What we want is to pursue the issue of a contractor in a competitive bid. If there are no competitive bids--for example, for building a submarine or a tank--because there is only one supplier, the National Audit Office has the power to investigate the costs when the contract has been completed, to assure itself that the costings have been properly worked out. In competitive bidding, the NAO does not have that right. The view is held that if there is competition, there is no need for such an investigation.

In practice, there are problems of collusion between a limited number of competing bidders and that matter concerns us. As I mentioned, greater powers exist in the United States. The European Court of Auditors has the power to come into a company at which we cannot look and it can insist on finding out where the money has been spent. The Audit Commission can follow that public money. The same powers exist in the United States, but we do not have those powers ourselves. We are not asking to see all the books; it would clearly be wrong for us to investigate all the accounts. We want the power to pursue the areas, which could be very limited, in which public money has been involved. We say that, in such matters, we should be on a par with the European Court of Auditors, the Audit Commission and the United States authorities.

(Stored data entries)
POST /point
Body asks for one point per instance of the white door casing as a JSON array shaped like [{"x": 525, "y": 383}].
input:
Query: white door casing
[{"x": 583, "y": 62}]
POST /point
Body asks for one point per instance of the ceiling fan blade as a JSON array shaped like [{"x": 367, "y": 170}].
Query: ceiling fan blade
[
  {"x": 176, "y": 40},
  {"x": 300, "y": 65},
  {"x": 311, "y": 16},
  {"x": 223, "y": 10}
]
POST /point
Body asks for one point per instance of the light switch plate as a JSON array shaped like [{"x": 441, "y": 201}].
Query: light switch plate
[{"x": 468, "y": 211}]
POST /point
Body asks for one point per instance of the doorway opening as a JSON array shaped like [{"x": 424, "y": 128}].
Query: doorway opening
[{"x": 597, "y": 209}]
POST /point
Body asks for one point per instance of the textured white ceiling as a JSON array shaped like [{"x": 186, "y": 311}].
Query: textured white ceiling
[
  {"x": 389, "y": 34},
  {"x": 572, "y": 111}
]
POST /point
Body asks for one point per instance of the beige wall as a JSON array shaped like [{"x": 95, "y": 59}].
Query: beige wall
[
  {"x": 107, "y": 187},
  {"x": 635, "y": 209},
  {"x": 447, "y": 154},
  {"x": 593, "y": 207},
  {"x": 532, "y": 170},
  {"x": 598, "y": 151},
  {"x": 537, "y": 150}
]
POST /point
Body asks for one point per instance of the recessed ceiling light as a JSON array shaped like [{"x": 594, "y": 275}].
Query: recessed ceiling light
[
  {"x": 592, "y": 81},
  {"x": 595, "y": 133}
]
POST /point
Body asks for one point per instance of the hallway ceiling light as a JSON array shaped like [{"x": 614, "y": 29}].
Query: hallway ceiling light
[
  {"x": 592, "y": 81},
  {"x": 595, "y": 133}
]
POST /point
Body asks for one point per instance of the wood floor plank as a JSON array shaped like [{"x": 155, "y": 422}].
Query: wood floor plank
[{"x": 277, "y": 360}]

Tasks —
1. Edit the passage on audit powers from "What we want" through "such an investigation.", inclusive, writing "warship" in place of "submarine".
2. Summarize the passage on audit powers in two sentences.
3. Extend the passage on audit powers, continuing from its last sentence.
The data has no connection to the passage on audit powers.

Your responses —
1.
What we want is to pursue the issue of a contractor in a competitive bid. If there are no competitive bids--for example, for building a warship or a tank--because there is only one supplier, the National Audit Office has the power to investigate the costs when the contract has been completed, to assure itself that the costings have been properly worked out. In competitive bidding, the NAO does not have that right. The view is held that if there is competition, there is no need for such an investigation.

2. The National Audit Office can investigate a contractor's costs after a contract with a single supplier is completed, but it lacks that right when contracts are competitively bid, even though collusion among a limited number of bidders is a concern. The speaker argues that the NAO should be able to pursue the areas where public money has been involved, putting it on a par with the European Court of Auditors, the Audit Commission and the United States authorities.

3.
The Chancellor of the Exchequer looked at the matter

sympathetically and I am pleased that we had a response from him. He intends to consider the matter and we hope to get some movement here. At present, when there is a competitive tender for a road, for example, we have no means of knowing whether there has been collusion. That is a power which I think that we ought to have. A more immediate matter, because we have dealt with it frequently in the House, has been the way in which Vickers Shipbuilding and Engineering Ltd. and Swan Hunter competed for the contract to supply landing platforms for helicopters. The Committee dealt with that in its 30th report and it concluded that the best bid was accepted. That was probably true, but the difficulty was that we were never able to prove it conclusively and there was great bitterness about that. We did not have the same access as the European Court of Auditors would have gained if it had been a European sum of money. We did not want to see the whole profitability of everything that those companies did, but we wanted to ensure that the bidding had been fair and that loss-leaders were not involved.

The Chancellor of the Exchequer, as I said, understood those arguments and the Committee hopes to hear something from him shortly. He will be consulting his colleagues to see how far he can go in that matter. Of course, we see a considerable response from the Treasury and elsewhere in the individual reports, and that may continue in other directions.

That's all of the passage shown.